▶ GIVEN EXERCISE:
Scale the material from the start through the line with "(1000, 217)", copying every line in that stretch, the wording lines included, and multiplying each point coordinate by 1.9, rounded to a whole number with halves going up. Give only those lines, and leave the pictures out.

(Location labeling records)
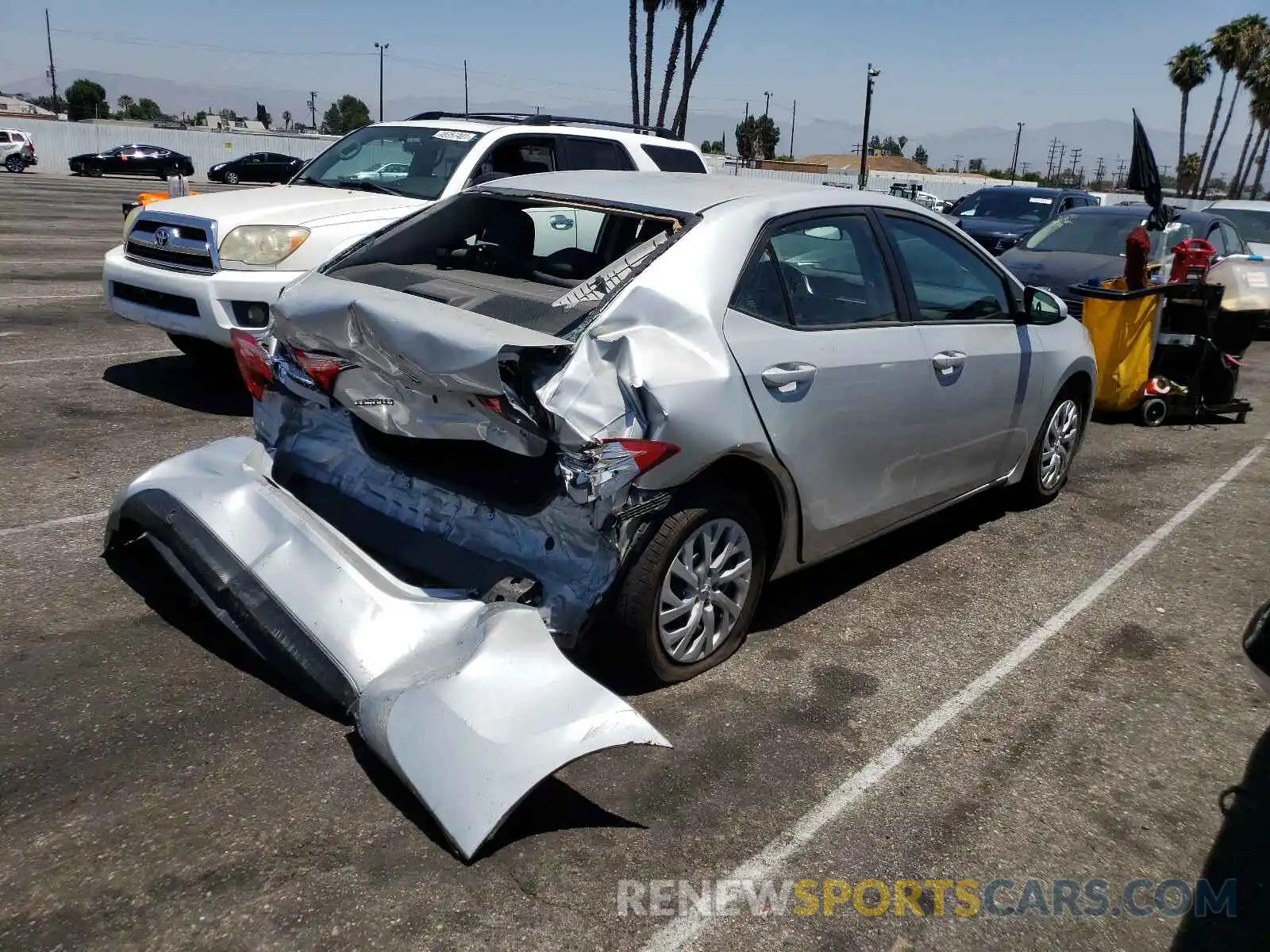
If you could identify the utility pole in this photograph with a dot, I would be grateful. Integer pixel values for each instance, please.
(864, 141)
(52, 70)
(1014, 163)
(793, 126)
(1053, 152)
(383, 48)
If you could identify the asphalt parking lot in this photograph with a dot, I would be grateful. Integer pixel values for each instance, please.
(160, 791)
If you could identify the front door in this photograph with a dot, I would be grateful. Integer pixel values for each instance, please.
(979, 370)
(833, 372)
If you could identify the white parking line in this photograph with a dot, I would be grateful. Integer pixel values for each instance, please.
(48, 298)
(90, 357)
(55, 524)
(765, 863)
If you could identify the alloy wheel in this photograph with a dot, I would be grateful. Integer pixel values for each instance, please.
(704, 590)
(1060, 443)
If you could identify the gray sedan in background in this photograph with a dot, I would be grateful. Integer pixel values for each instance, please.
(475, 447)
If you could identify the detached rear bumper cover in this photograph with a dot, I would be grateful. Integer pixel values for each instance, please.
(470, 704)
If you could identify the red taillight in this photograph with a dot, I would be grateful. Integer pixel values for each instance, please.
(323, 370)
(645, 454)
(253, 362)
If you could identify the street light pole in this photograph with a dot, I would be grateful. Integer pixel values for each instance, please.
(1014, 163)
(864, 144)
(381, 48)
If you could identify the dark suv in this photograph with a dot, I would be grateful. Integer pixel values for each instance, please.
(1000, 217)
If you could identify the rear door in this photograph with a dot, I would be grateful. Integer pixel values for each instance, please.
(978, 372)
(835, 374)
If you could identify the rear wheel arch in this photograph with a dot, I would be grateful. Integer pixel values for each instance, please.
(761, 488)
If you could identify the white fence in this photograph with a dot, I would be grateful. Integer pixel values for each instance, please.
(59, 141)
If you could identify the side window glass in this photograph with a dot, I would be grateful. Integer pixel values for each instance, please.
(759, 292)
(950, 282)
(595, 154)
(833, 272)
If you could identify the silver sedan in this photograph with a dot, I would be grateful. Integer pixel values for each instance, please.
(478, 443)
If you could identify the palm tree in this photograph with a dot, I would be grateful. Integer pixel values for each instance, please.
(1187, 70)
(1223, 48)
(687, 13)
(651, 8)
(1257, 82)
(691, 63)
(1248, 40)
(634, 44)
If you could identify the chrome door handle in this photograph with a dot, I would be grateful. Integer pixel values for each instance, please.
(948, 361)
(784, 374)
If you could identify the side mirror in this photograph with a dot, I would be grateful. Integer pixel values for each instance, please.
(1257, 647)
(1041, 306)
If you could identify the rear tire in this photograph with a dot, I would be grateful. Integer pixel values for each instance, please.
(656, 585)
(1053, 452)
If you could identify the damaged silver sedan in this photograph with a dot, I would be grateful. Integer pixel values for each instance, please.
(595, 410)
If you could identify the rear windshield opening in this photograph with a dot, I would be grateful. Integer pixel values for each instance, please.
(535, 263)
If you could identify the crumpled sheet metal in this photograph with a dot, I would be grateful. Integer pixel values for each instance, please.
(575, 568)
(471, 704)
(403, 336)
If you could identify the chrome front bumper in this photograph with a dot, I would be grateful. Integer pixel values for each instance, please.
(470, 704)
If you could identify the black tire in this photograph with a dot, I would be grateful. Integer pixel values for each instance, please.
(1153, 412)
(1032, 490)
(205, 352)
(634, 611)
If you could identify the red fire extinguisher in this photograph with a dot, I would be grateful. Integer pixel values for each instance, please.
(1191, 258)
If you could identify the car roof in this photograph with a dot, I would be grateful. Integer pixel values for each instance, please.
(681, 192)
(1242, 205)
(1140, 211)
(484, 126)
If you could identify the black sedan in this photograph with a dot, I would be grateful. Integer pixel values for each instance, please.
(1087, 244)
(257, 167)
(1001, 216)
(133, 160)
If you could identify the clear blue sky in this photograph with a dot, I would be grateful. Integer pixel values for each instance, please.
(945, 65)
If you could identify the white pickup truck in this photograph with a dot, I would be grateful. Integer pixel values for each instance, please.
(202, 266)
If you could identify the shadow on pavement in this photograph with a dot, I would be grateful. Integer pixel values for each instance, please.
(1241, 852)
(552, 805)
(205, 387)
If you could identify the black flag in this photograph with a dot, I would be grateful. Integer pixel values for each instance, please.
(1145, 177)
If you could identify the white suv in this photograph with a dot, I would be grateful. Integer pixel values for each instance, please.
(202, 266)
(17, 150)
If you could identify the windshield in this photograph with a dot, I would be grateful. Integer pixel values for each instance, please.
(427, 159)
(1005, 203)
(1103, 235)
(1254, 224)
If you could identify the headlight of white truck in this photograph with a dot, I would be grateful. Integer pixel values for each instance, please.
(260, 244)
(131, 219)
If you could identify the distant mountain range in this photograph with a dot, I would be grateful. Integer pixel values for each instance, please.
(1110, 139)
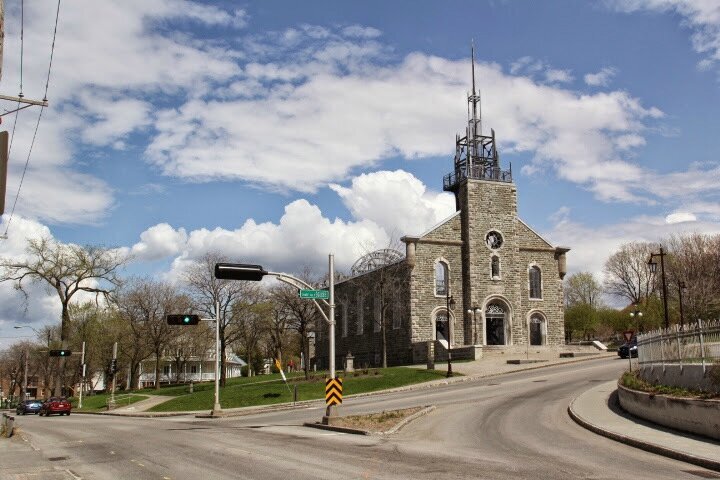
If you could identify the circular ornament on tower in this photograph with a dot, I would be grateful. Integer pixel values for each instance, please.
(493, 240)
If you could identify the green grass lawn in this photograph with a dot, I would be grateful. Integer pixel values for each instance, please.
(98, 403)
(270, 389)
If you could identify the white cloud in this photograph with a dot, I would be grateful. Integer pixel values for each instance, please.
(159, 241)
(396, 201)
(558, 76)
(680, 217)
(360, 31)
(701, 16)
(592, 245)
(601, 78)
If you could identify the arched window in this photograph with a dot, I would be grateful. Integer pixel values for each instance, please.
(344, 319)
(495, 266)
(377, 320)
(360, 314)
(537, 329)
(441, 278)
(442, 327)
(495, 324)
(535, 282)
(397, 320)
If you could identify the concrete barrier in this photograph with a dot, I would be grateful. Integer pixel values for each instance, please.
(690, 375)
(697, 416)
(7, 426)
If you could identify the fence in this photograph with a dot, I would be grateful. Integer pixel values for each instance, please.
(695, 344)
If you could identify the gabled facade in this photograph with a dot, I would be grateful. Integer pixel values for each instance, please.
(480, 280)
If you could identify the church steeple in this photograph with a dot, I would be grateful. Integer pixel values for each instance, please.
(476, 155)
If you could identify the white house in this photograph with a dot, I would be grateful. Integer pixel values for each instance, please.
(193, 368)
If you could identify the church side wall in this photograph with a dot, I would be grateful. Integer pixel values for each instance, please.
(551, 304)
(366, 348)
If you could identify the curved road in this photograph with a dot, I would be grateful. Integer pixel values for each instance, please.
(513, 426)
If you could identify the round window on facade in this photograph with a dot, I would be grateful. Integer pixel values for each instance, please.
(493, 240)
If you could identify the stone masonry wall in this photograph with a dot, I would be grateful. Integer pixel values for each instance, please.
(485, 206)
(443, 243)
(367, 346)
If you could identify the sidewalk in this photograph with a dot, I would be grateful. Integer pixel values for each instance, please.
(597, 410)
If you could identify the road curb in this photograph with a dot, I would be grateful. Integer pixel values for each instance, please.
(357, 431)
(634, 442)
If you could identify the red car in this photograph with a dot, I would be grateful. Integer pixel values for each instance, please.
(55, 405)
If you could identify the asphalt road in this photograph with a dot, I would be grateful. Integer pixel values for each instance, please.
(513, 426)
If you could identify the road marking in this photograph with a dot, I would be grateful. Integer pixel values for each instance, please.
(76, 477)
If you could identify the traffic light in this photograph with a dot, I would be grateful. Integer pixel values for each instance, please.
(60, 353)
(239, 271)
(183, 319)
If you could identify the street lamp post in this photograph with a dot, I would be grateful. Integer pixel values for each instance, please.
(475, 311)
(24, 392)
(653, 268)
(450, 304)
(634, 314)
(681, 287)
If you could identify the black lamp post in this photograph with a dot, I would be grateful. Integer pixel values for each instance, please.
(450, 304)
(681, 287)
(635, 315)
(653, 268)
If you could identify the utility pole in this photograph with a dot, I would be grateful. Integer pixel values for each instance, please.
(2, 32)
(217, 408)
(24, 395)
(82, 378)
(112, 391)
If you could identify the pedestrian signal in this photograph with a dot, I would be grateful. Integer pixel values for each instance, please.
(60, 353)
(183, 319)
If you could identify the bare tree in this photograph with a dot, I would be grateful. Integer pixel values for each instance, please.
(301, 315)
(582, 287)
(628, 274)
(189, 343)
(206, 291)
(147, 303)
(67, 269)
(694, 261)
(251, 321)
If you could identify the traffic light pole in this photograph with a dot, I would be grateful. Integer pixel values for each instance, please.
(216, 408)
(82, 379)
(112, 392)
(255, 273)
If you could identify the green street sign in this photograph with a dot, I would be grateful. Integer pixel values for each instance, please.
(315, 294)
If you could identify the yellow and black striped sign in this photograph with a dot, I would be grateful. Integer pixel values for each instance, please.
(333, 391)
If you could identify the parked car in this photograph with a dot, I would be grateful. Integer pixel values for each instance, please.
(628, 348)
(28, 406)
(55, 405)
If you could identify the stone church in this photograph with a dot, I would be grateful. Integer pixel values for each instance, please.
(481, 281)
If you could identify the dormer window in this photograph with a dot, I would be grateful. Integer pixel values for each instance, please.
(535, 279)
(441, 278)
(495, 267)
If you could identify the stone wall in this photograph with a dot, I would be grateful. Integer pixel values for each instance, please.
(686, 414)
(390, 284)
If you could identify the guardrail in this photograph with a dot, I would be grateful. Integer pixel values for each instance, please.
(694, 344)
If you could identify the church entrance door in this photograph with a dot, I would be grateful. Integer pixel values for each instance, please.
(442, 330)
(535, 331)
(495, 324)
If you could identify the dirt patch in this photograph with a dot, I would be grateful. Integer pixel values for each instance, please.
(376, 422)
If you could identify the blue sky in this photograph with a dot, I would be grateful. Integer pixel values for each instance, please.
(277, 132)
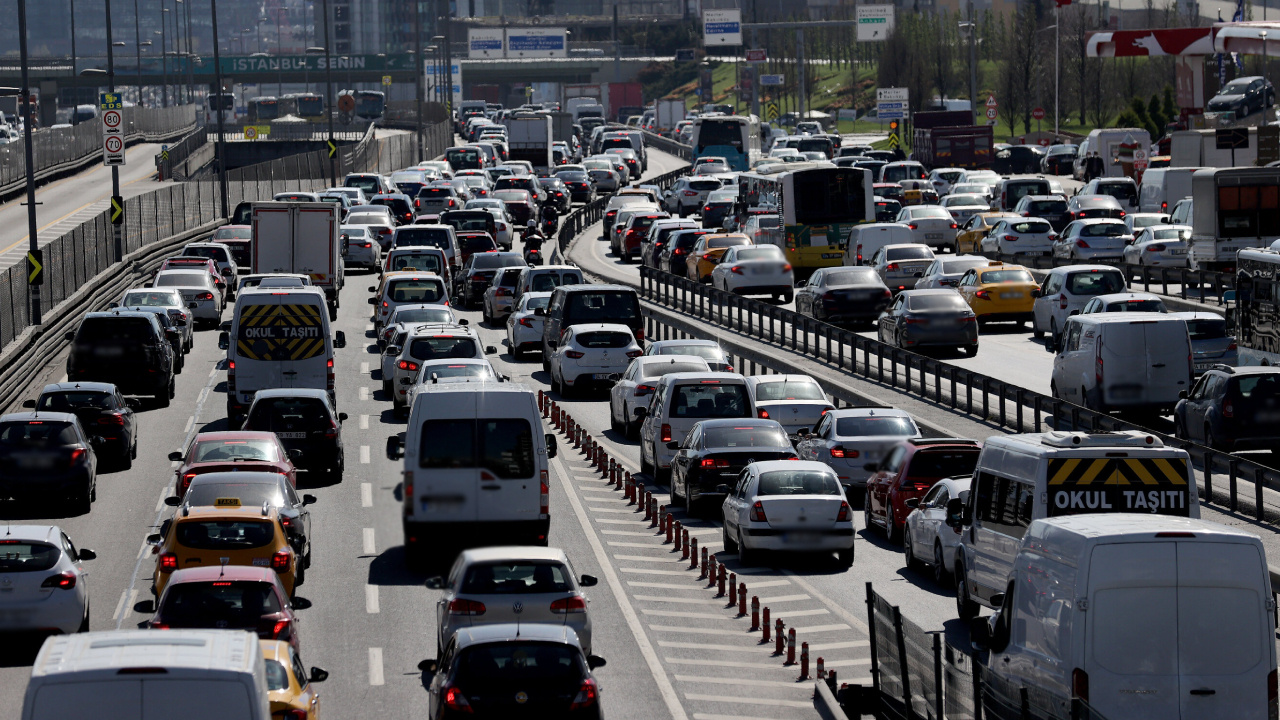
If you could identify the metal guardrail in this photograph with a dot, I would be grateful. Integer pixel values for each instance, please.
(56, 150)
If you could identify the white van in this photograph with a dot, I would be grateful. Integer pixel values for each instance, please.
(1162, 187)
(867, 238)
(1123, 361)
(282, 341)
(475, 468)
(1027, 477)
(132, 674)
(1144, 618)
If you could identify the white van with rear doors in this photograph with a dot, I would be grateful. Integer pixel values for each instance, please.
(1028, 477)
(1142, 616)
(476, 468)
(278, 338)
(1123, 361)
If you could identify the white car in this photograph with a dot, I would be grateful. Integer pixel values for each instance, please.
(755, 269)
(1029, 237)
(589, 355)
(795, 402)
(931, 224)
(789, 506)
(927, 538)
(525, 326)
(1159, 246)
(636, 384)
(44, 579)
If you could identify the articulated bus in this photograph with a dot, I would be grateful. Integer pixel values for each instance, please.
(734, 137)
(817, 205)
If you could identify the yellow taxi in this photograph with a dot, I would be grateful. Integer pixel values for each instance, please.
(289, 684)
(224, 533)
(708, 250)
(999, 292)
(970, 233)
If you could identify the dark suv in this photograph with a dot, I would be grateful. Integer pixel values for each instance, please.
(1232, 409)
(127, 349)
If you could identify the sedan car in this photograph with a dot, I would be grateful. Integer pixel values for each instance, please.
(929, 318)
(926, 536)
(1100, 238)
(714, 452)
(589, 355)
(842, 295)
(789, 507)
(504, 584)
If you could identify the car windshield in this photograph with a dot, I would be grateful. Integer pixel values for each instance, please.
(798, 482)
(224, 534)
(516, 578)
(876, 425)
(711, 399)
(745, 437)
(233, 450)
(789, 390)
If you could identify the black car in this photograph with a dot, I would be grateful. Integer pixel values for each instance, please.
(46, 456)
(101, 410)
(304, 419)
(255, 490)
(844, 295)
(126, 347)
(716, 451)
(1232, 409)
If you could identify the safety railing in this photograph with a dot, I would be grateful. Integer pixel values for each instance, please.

▶ SOLUTION TO THE PROBLEM:
If you could identify the utility pole in this photograph with a dot, I would be grateful. Integer pixel values for each instance, please.
(1642, 268)
(99, 133)
(1927, 310)
(1507, 239)
(2001, 289)
(728, 91)
If you could identify the asphalt parking lot in this photograph with a dot, I would be grateful. Integer pixel values for each instance, please.
(304, 1503)
If you could identify the front door in this photograph with a dot, I would be grateful. Integer pixel values for each instance, please.
(1860, 703)
(1583, 707)
If you could identify the white parking line in this photograph with a dot, I would be grateful. Integer pixel values for each instance, please.
(91, 566)
(171, 678)
(105, 996)
(1454, 1640)
If you could identify the alloy wheel in this photograph with a dot, I would be grateful. Integer pixel values for each instance, please.
(1338, 1121)
(2014, 842)
If you could identify the gray sedan in background in this photograph with a dot, I would be grateful. Integer pixel values for each instance, please.
(903, 849)
If you could identify the detached rear bumper cover in this photograph with a dot, I would be grateful. Integer pixel values for each instance, please.
(893, 1338)
If you could identify the red taillight in this photograph with a dot, I would be grateful. Integer pixel values for each instance, please.
(614, 703)
(1226, 863)
(481, 688)
If you could identify the street light pole in this photograph with a dot, I would be grateful. Integer pixel values for each instance, please.
(1927, 310)
(1642, 274)
(724, 91)
If you could identify the dark suv in this photograph with a dot, I would be grateful. Integer pixel values for each instance, please.
(1900, 412)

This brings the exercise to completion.